The answer must consist of every line below that holds the word "query".
═══
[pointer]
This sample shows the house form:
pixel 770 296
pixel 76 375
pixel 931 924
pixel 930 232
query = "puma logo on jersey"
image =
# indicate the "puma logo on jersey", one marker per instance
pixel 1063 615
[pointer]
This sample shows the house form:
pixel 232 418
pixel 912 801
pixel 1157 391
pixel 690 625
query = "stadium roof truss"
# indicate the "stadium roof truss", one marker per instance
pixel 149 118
═══
* [Task response]
query = "puma logo on jersey"
query = "stadium roof truss"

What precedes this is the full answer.